### Passage to read
On 3 December 2018 MEP Sirpa Pietkainen, a long-time advocate of personalised healthcare, MEP Marian Harkin and the Brussels-based European Alliance for Personalised Medicine (EAPM) were co-hosting a roundtable event to mark the launch of Future Proofing Healthcare: The Sustainability Index. This initiative, which was supported by Roche, gave an overview of the status of the current 28 EU healthcare systems. Above all, it was based on the largest data set of its kind, all open source, interactive and verified by an independent panel of experts.

The index aims to start an EU-wide conversation on the need to act now to futureproof healthcare systems. But most importantly, it aims to ensure patients will get the care they need in the coming decades.

‘Future proofing healthcare sustainability in the EU’ as a direct result of the Index was the center of discussion. EAPM is part of the expert panel in this ongoing project and the view from the Alliance is that such indices need to exist in all key disease areas, which the Commission should support.

About the Index

The Index provides meaningful insights about healthcare sustainability across the EU. As for the panel of experts, it includes patient associations, policy experts, healthcare professionals and pharmaceutical companies. In other words, it seeks to identify areas of improvement in each healthcare system.

### Provided information
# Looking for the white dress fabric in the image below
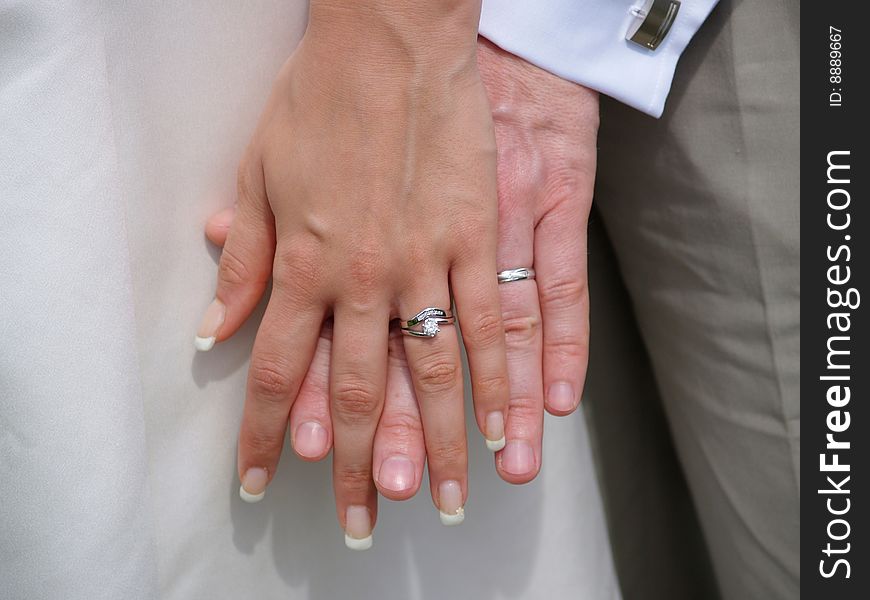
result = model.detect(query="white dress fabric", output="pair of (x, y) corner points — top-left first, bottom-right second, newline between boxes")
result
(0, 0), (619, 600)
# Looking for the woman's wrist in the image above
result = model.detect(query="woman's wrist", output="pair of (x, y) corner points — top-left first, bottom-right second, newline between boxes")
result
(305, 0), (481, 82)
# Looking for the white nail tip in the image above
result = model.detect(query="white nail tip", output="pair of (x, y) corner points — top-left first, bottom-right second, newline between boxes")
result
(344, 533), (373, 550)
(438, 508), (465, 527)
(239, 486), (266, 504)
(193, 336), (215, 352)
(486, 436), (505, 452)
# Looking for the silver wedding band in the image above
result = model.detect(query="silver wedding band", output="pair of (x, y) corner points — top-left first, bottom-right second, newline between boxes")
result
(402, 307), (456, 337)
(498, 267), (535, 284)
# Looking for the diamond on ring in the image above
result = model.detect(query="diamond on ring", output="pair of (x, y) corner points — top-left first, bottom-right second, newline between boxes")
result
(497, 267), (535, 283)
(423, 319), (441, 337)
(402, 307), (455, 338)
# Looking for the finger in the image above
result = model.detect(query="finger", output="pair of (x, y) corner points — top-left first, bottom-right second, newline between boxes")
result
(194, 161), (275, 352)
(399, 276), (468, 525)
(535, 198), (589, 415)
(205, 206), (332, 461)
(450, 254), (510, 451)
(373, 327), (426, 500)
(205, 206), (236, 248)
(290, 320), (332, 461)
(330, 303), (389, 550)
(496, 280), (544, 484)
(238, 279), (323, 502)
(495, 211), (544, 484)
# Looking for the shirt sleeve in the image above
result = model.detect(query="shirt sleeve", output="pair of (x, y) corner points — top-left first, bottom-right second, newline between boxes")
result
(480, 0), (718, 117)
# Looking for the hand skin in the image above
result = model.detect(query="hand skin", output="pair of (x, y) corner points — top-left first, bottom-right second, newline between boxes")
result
--
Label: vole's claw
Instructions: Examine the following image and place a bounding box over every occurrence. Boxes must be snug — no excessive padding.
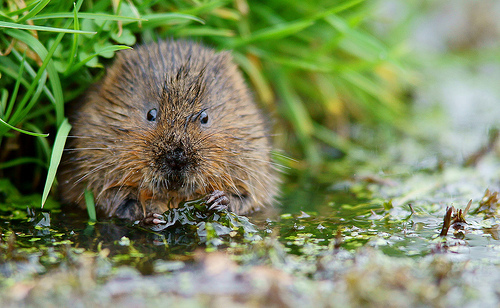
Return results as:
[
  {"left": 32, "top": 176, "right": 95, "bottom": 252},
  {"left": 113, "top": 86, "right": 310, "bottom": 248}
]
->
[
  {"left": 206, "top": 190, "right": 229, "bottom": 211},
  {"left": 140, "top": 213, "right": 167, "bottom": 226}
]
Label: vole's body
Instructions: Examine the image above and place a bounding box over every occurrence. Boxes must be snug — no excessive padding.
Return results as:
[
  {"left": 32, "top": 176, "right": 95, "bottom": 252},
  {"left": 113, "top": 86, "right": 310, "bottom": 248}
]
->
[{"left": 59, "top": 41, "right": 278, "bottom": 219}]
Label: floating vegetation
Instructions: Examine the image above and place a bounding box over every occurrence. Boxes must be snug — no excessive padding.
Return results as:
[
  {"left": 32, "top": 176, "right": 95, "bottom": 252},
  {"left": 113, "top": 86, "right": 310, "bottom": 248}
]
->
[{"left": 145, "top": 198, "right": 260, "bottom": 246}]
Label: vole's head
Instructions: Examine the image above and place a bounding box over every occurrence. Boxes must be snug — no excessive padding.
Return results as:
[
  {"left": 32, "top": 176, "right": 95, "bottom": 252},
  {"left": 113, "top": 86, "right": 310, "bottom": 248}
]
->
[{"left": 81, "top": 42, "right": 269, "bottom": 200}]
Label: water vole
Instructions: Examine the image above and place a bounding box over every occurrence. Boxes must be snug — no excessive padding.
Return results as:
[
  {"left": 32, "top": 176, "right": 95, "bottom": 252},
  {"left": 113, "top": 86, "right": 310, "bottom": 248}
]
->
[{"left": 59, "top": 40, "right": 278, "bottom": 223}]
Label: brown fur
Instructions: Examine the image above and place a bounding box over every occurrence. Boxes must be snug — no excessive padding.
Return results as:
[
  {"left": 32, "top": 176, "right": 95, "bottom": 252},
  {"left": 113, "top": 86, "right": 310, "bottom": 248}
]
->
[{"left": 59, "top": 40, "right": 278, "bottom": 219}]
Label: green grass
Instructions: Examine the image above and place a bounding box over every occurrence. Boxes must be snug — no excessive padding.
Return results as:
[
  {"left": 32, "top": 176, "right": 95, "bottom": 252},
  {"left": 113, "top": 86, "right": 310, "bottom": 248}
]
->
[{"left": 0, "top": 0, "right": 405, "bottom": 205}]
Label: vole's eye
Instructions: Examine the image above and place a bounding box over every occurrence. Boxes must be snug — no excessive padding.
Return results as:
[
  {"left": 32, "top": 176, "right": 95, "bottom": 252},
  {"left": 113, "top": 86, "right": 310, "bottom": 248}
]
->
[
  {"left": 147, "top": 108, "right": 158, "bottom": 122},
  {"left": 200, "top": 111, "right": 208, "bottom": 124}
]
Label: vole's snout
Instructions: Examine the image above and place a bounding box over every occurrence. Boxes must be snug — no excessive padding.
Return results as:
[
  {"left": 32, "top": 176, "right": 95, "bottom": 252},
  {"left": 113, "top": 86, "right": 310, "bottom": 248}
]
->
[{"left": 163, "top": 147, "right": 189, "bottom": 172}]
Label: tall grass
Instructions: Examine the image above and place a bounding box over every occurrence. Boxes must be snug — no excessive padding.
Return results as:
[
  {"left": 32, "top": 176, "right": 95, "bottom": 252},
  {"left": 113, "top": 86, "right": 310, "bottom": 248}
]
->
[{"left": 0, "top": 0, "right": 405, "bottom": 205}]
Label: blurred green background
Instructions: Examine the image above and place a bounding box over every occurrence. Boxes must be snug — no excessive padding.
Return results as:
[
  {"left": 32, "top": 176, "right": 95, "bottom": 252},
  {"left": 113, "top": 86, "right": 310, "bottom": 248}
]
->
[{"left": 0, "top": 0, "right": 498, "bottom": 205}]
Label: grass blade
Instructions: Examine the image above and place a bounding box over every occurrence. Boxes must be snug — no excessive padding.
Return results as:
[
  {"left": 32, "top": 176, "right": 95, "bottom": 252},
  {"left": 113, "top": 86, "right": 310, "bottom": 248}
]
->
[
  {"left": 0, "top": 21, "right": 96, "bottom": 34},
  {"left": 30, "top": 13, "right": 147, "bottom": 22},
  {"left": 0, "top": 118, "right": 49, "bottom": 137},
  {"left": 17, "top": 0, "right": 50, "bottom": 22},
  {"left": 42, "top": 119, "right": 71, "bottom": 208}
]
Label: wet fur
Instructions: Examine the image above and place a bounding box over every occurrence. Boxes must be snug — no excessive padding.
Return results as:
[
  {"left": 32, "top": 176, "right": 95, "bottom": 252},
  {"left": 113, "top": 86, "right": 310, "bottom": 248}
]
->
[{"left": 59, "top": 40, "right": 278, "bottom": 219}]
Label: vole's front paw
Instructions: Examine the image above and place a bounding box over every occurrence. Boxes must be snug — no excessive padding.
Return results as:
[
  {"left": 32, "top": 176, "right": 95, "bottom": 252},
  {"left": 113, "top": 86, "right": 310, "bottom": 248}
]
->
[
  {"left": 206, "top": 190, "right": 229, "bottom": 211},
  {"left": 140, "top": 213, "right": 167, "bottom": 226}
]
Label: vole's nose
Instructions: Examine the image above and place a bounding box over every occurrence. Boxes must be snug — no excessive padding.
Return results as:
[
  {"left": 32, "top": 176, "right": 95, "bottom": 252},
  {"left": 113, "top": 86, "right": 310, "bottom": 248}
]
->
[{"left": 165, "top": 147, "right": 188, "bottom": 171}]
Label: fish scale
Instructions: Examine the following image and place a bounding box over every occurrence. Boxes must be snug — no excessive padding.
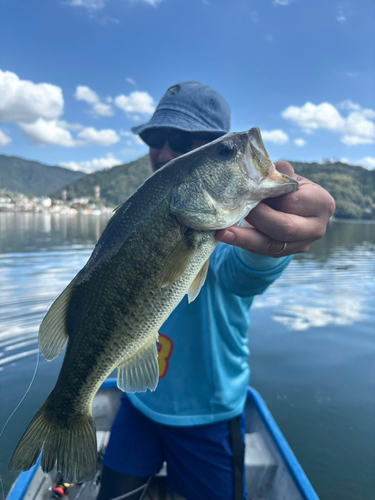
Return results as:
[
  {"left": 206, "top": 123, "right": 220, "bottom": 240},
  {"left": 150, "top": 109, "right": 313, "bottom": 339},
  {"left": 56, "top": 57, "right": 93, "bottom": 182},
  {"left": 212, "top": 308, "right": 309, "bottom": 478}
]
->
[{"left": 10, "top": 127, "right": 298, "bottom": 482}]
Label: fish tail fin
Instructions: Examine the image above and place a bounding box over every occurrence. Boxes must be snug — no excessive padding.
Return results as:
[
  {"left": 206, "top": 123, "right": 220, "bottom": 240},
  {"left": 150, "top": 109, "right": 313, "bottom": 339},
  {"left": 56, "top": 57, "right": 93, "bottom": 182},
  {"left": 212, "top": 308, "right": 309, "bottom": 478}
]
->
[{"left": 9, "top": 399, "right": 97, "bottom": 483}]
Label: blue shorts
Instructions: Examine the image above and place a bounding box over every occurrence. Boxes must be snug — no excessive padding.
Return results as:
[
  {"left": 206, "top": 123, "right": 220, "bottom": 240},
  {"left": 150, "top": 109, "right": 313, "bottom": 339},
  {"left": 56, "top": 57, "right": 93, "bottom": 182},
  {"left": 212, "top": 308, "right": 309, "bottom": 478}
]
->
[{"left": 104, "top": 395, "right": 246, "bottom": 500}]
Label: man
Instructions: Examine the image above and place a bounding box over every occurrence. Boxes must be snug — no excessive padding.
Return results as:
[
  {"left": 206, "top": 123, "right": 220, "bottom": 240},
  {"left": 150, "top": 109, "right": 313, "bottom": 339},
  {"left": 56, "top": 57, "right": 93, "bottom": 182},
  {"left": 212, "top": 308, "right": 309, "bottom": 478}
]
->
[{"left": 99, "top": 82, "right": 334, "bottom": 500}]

### What the task asks
According to the text about the healthcare sustainability index, which company supported the Future Proofing Healthcare initiative?

### Completed exercise
Roche supported it.